Exercise
Rewrite the records below, changing every "Per instance:" to "For each one:" and leaving everything else as it is.

Data provided
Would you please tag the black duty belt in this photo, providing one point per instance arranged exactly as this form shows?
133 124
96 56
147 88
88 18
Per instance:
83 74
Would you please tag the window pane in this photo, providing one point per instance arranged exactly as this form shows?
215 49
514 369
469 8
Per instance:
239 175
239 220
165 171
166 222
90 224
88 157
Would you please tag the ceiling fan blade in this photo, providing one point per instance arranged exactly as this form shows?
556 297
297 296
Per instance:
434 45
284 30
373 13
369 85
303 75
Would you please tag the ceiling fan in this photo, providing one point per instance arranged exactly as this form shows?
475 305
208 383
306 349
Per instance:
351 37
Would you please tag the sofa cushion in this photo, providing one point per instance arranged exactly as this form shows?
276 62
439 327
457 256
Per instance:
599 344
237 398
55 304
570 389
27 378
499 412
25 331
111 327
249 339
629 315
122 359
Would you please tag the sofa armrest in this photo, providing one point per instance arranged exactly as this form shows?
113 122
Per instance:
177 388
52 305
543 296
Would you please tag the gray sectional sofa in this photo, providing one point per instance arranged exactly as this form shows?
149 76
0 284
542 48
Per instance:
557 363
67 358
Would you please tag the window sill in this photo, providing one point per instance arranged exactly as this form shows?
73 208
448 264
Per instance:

Solution to this task
Would you please tag the black duty belt in this photo, providing one point per instance arranged exactly as this form shows?
133 124
96 56
147 88
88 18
For each one:
83 74
Would you please tag the window pane in this photo, providing one point per instance arranged exactly as this form shows?
215 49
514 369
469 8
For each one:
239 175
239 220
165 171
166 222
90 224
88 157
Would you please tag the ceiling fan blade in this photo, providing one point per instance arranged exactly as this form shows?
556 297
297 296
For each one:
434 45
284 30
373 13
369 85
303 75
Would you please tag the ceiling fan in this photo, providing one point per instance arranged exactly as this form shows?
475 305
208 383
306 349
For each one:
351 37
Would you please tag the sofa cushion in this photo, providing one point per instance arranged exactly as this form shows?
276 62
439 327
457 256
For each one:
599 344
237 398
55 304
570 389
27 378
499 412
25 331
111 327
249 339
629 315
122 359
Would you please tag the sofa armrest in this photo, providing one point per instance arranged exactly as this form shows?
113 122
For each one:
177 388
52 305
543 296
Would you please tag the gray sectional sofa in this photo, providing one point per instance arranged exactly as this form shows?
149 76
0 284
542 48
For each one:
557 363
67 358
Would you please tag the window sill in this photo, providing one point per instance arranged exactly as this form shows?
73 208
448 264
For each one:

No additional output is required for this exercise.